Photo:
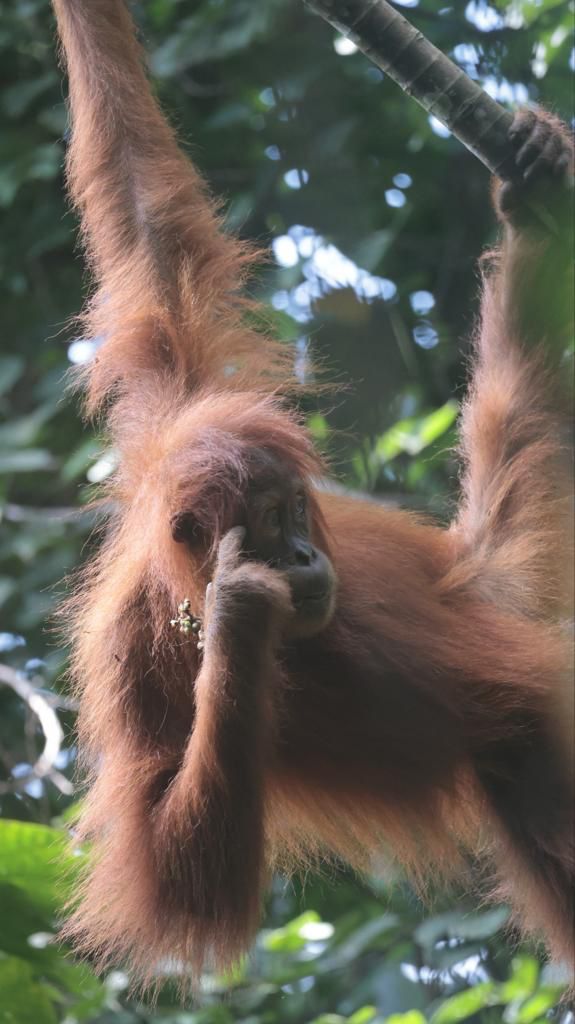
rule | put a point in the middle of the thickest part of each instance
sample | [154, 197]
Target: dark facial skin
[277, 523]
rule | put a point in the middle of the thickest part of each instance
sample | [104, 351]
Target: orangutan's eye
[272, 518]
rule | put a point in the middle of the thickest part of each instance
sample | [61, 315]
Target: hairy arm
[514, 522]
[168, 278]
[515, 526]
[209, 826]
[178, 821]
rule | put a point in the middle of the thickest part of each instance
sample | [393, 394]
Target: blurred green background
[374, 218]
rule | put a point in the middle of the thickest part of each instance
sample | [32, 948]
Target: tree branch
[426, 74]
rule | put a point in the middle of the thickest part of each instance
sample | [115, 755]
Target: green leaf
[27, 461]
[11, 367]
[34, 857]
[465, 1005]
[290, 938]
[413, 434]
[537, 1006]
[364, 1015]
[411, 1017]
[23, 999]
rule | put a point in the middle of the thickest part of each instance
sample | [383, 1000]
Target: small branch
[39, 706]
[427, 75]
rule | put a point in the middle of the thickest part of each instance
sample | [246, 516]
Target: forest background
[374, 219]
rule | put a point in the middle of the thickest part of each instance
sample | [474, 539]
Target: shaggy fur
[426, 717]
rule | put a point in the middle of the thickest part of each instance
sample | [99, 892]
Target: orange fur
[426, 708]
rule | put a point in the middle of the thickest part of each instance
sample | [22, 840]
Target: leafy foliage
[374, 220]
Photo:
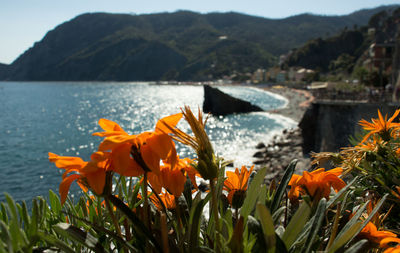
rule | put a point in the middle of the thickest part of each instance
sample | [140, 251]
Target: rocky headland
[278, 153]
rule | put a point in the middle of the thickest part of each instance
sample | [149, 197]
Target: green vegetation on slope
[169, 46]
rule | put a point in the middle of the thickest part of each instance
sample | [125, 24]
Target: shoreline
[277, 153]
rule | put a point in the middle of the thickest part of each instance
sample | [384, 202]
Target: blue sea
[59, 117]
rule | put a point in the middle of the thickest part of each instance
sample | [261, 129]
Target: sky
[24, 22]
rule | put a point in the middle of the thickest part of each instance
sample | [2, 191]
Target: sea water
[59, 117]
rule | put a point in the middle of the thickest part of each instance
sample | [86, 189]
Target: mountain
[341, 53]
[169, 46]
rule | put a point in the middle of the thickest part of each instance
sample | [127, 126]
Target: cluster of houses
[277, 75]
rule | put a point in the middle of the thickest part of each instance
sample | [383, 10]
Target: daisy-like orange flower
[374, 235]
[387, 243]
[90, 174]
[173, 179]
[380, 126]
[133, 154]
[317, 184]
[167, 199]
[236, 185]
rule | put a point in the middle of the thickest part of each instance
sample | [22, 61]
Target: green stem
[113, 218]
[214, 206]
[146, 218]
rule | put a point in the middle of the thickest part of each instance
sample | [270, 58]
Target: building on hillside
[281, 77]
[302, 73]
[258, 76]
[271, 74]
[381, 55]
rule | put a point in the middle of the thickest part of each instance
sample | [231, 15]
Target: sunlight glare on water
[59, 117]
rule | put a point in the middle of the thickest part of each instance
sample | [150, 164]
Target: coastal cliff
[327, 126]
[218, 103]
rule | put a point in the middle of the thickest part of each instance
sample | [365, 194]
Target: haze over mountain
[169, 46]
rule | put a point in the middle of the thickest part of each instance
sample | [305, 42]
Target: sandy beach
[279, 152]
[298, 101]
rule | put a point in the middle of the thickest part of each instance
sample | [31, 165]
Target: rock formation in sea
[218, 103]
[277, 154]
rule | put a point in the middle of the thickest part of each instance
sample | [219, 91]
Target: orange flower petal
[123, 163]
[171, 120]
[97, 181]
[151, 159]
[65, 185]
[112, 142]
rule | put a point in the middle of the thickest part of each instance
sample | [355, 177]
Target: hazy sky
[24, 22]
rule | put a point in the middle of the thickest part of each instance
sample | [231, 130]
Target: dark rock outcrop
[218, 103]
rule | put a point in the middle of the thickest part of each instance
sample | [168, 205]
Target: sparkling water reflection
[38, 117]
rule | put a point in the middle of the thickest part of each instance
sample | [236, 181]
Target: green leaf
[54, 202]
[253, 193]
[296, 224]
[25, 216]
[6, 236]
[50, 239]
[267, 225]
[316, 225]
[278, 213]
[332, 201]
[194, 222]
[76, 234]
[351, 222]
[4, 216]
[33, 228]
[357, 246]
[346, 236]
[236, 242]
[138, 224]
[282, 186]
[371, 215]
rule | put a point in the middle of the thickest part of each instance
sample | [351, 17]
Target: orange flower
[206, 165]
[167, 199]
[381, 126]
[384, 243]
[173, 179]
[236, 185]
[87, 174]
[316, 184]
[133, 154]
[396, 194]
[371, 233]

* * * *

Repeat word for word each line from the one with "sample | [236, 181]" to the end of the records above, inclusive.

sample | [236, 181]
Target: green leaf
[54, 202]
[253, 193]
[296, 224]
[25, 216]
[6, 236]
[50, 239]
[267, 225]
[316, 225]
[278, 213]
[332, 201]
[194, 222]
[76, 234]
[351, 222]
[4, 216]
[33, 228]
[357, 246]
[346, 236]
[236, 242]
[138, 224]
[282, 186]
[371, 215]
rule | put a point in the middle of the thickest part of each instance
sample | [351, 17]
Target: orange flower
[206, 165]
[167, 199]
[381, 126]
[384, 243]
[173, 179]
[236, 185]
[87, 174]
[316, 184]
[133, 154]
[396, 194]
[371, 233]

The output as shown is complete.